[Given records Boundary: Start]
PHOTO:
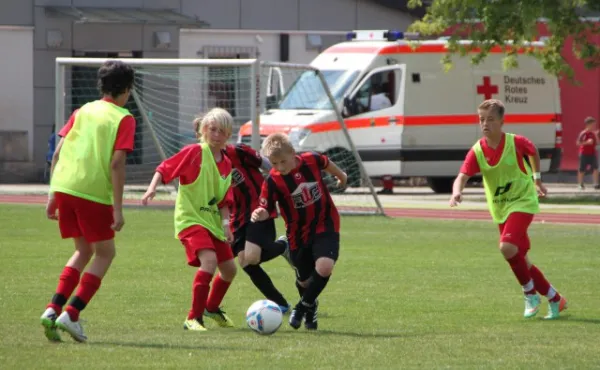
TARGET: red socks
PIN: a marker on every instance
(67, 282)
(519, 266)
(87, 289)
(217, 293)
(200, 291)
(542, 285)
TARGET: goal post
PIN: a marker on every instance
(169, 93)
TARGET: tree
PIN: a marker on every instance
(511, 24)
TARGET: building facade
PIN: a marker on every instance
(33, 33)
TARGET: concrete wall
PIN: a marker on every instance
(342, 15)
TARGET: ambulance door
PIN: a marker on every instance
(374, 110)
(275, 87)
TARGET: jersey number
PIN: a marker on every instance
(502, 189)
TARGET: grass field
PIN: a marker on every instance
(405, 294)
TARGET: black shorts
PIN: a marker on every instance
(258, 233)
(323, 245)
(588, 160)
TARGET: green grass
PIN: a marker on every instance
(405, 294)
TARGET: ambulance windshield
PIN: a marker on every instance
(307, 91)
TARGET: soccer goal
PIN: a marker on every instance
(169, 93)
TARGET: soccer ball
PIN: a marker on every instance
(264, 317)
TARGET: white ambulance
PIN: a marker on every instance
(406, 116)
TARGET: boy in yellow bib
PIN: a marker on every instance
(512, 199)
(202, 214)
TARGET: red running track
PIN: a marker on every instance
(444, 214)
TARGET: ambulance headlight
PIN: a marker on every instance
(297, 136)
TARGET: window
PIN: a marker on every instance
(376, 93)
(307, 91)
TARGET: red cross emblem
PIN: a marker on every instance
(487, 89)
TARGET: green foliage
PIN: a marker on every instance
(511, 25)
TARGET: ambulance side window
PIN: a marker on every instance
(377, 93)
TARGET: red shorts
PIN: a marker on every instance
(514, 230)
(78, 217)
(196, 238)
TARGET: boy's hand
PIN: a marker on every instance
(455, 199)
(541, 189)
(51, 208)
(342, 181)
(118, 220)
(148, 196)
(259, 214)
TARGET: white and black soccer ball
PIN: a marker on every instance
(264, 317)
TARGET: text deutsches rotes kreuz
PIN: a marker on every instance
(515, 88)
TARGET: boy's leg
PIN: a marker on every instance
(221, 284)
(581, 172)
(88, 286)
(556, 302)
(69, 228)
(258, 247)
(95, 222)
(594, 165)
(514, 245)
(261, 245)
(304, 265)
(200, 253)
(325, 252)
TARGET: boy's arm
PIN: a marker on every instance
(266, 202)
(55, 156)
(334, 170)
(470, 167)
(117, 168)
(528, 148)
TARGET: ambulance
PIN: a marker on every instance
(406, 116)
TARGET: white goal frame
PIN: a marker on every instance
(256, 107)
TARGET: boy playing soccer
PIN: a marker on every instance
[Given records Boundary: End]
What the exercise asks> Count, in the data above, the lines that hold "goal". Return only that count.

Answer box> 3